> [AIM]
Please update the records below so that every "hazy sky" becomes "misty sky", keeping everything else the same.
>> begin LISTED ENTRIES
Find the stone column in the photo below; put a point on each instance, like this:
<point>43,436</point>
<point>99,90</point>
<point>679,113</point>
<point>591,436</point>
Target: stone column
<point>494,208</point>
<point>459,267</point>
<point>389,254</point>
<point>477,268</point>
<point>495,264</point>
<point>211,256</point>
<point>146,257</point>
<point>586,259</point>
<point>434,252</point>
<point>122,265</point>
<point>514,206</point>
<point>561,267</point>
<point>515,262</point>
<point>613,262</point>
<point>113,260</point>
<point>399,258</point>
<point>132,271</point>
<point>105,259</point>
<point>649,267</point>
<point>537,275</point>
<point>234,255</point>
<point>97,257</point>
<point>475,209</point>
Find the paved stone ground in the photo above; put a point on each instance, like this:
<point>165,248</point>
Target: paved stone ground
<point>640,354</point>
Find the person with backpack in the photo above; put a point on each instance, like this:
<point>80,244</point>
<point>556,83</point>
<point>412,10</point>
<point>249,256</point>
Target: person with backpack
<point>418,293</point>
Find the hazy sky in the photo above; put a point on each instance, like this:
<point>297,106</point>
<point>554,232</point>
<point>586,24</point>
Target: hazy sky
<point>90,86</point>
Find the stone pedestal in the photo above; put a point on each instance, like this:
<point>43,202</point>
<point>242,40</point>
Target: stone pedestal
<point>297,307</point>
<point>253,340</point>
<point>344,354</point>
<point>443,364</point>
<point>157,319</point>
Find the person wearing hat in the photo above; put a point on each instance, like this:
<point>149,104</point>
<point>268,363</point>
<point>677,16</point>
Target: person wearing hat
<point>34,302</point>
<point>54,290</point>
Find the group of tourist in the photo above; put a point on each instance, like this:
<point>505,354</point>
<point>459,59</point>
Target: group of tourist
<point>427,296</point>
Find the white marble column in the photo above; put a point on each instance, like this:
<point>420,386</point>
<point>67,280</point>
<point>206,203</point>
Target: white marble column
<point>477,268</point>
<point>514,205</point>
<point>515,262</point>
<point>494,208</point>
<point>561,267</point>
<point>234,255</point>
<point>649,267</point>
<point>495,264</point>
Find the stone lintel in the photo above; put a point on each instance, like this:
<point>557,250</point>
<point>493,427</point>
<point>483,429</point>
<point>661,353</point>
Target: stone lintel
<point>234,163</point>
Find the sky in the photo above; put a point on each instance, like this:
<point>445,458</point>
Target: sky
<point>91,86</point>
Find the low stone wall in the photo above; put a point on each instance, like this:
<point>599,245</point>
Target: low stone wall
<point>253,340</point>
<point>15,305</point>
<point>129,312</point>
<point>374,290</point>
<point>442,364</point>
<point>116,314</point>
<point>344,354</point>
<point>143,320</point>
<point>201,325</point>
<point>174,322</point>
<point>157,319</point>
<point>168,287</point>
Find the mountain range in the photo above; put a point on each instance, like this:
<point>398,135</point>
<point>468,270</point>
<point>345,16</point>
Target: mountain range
>> end LISTED ENTRIES
> [SOLUTION TO THE PROBLEM]
Find the stone column in the photo below; put a point on each instance, like this:
<point>43,436</point>
<point>99,90</point>
<point>679,113</point>
<point>591,436</point>
Target: stone column
<point>494,208</point>
<point>459,267</point>
<point>389,254</point>
<point>477,268</point>
<point>495,264</point>
<point>211,256</point>
<point>146,257</point>
<point>586,259</point>
<point>434,252</point>
<point>122,265</point>
<point>514,206</point>
<point>561,267</point>
<point>515,262</point>
<point>613,262</point>
<point>113,260</point>
<point>399,258</point>
<point>132,271</point>
<point>105,259</point>
<point>649,267</point>
<point>537,275</point>
<point>234,255</point>
<point>97,257</point>
<point>475,209</point>
Find the paved stone ground in the photo above; put a point on each instance, like this:
<point>165,248</point>
Target: paved stone ground
<point>640,354</point>
Find the person with backpack in the photo above; put a point on each instance, like this:
<point>80,244</point>
<point>556,83</point>
<point>412,10</point>
<point>249,256</point>
Target: person with backpack
<point>418,293</point>
Find the misty sky in the photo above; put a point on each instance, like this:
<point>297,106</point>
<point>554,232</point>
<point>586,24</point>
Target: misty sky
<point>90,86</point>
Find the stone pedestal in the photo above; put a point on each instance, like this:
<point>43,202</point>
<point>242,40</point>
Target: stone pedestal
<point>297,307</point>
<point>253,340</point>
<point>344,354</point>
<point>443,364</point>
<point>157,319</point>
Find the person wearing hat in the photo above; put a point on each instance, like this:
<point>149,104</point>
<point>268,363</point>
<point>677,16</point>
Target: person wearing hat
<point>34,302</point>
<point>54,290</point>
Find the group of tourist in the photo above; put a point on each instance, like this:
<point>505,354</point>
<point>459,59</point>
Target: group of tourist
<point>427,296</point>
Find the white marble column in the photo above; put a point on each instance, like this:
<point>420,386</point>
<point>67,280</point>
<point>206,203</point>
Target: white marble column
<point>477,268</point>
<point>514,205</point>
<point>515,262</point>
<point>494,208</point>
<point>561,267</point>
<point>234,255</point>
<point>649,267</point>
<point>495,264</point>
Find the stone lintel in the photo above; put a point on each instance, like this:
<point>557,250</point>
<point>493,427</point>
<point>483,429</point>
<point>661,353</point>
Target: stone lintel
<point>234,163</point>
Find the sky in the photo above; put a point on each instance, like this:
<point>445,458</point>
Target: sky
<point>91,86</point>
Find the low stone wall in the photo above; put a point on each instance, like this:
<point>599,245</point>
Target: low stone wall
<point>253,340</point>
<point>15,305</point>
<point>129,312</point>
<point>374,290</point>
<point>442,364</point>
<point>116,314</point>
<point>344,354</point>
<point>143,320</point>
<point>201,325</point>
<point>174,322</point>
<point>157,319</point>
<point>168,287</point>
Find the mountain range in the photo above; put a point on each instance, like this:
<point>398,135</point>
<point>468,270</point>
<point>345,16</point>
Target: mountain range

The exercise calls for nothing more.